> _Given problem A_: Gather every line of the records that contains the word "task".
***** Page
How to prevent running out of connections?

Neil Sheth nsheth at gmail.com
Wed May 28 12:53:42 MSD 2008


Rt Ibmer,

I think you replied to my post on "Surviving Digg" a while back - there were
some useful tips throughout that thread, if you still have it.  I'd be happy
to forward that email thread, if you'd like.

I also set worker_rlimit_nofile to a relatively high value - that seemed to
help things out on the box.

On that note, I'm not sure what a reasonable permanent value for that
variable should be, if anyone has any insight on that?  And how is that
related to worker_connections?


On Mon, May 26, 2008 at 6:48 AM, Rt Ibmer <rtibmx at yahoo.com> wrote:

> [Hello - I sent this last week but did not receive any responses so I am
> resending it in hopes of getting some information. Thank you!]
> ----------------------
>
> How do I make sure we don't run out of available connections for our nginx
> 6 box?
>
> For instance when I run stub_status I see that I have x active connections.
>  I can also see how the keepalive setting in nginx impacts this number.
**********
> _Given problem B_: Resume the mailing-list post about running out of nginx connections, continuing on from its final line.
***** Data extract
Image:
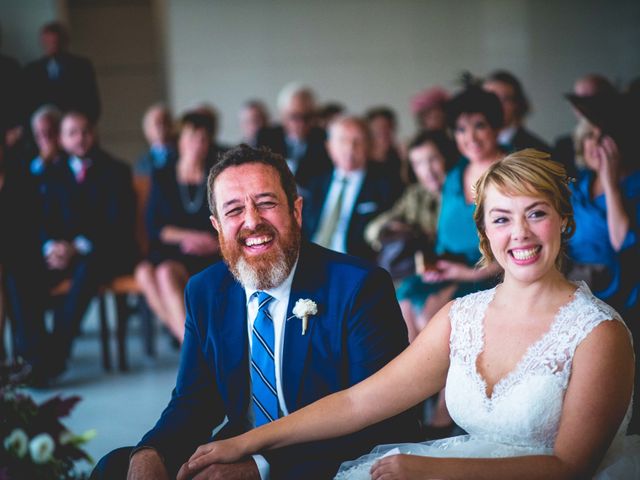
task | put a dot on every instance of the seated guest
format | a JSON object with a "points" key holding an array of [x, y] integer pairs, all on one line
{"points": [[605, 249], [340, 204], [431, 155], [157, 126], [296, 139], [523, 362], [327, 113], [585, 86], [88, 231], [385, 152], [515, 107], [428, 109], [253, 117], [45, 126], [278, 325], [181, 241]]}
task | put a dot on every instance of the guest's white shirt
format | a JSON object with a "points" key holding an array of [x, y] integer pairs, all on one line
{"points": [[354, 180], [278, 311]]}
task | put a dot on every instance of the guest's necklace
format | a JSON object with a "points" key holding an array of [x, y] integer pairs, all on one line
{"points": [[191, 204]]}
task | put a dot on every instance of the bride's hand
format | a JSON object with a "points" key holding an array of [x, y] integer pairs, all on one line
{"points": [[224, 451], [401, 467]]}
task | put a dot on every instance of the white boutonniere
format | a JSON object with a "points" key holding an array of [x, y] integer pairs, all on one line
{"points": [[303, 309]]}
**********
***** Data extract
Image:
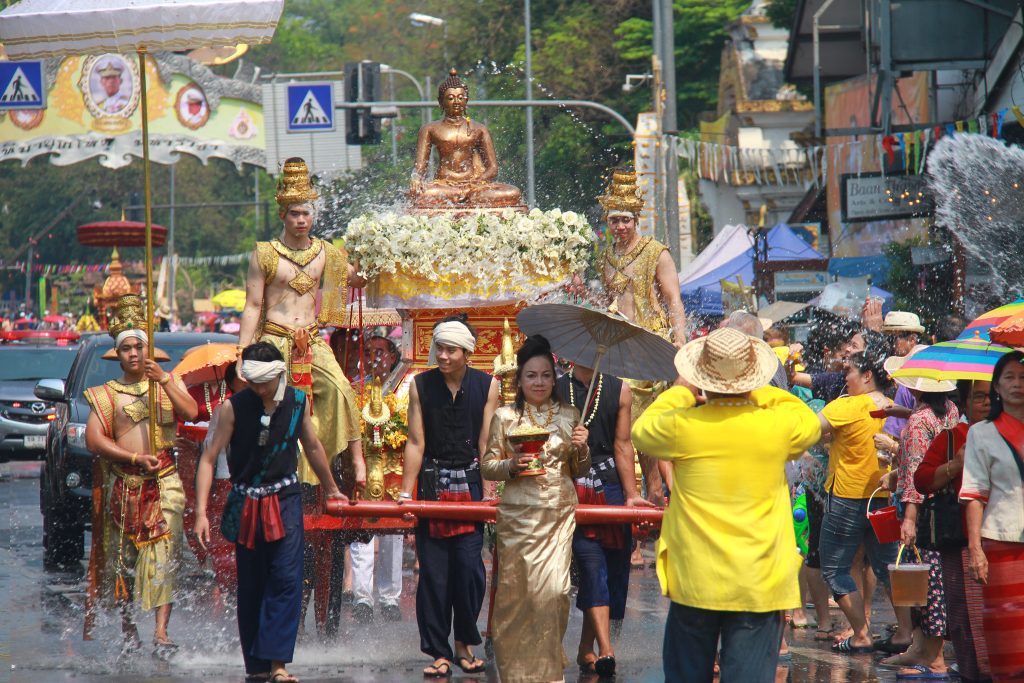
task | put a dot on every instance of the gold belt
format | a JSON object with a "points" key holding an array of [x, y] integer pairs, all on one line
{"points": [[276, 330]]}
**********
> _Exercise answer A_:
task | put a dot on every instance of the seated guest
task | put a dot on every instance of the guest's white shirt
task | put a dot on every instance of the guest's necklace
task | put a dot on every instance of the bride's hand
task | put a dot on every instance of the white boutonniere
task | put a dot on every instance of the gold belt

> _Exercise answer B_:
>
> It seems that under heavy load where connections are coming in at a much
> faster rate than the keepalive timeout is expiring, that things could get to
> a point where the number of active connections becomes too great and then
> there would not be enough connections available for new users.
>
> A few questions please:
>
> 1) Is such a situation that I described above possible?
>
> 2) In such a situation, would nginx automatically free the idle keepalive
> connections so that it could have more connections available for use?
>
> 3) What nginx and/or Linux settings (I am using Fedora core 8 if that
> matters) controls what the maximum number of connections is that my box can
> have active?  How can this be bumped up?
>
> Obviously under some heavy load a box will reach a physical maximum that it
> is capable of serving.  That is ok and why we have other boxes available.
>  However I want to understand how this works so that I can keep an eye on
> the connections and say "Hey that's getting awfully close to our limit -
> time to get another box up!".  Right now I have no idea how to predict what
> that limit is.  Thanks!
>
>
>
>
>
>
-------------- next part --------------
An HTML attachment was scrubbed...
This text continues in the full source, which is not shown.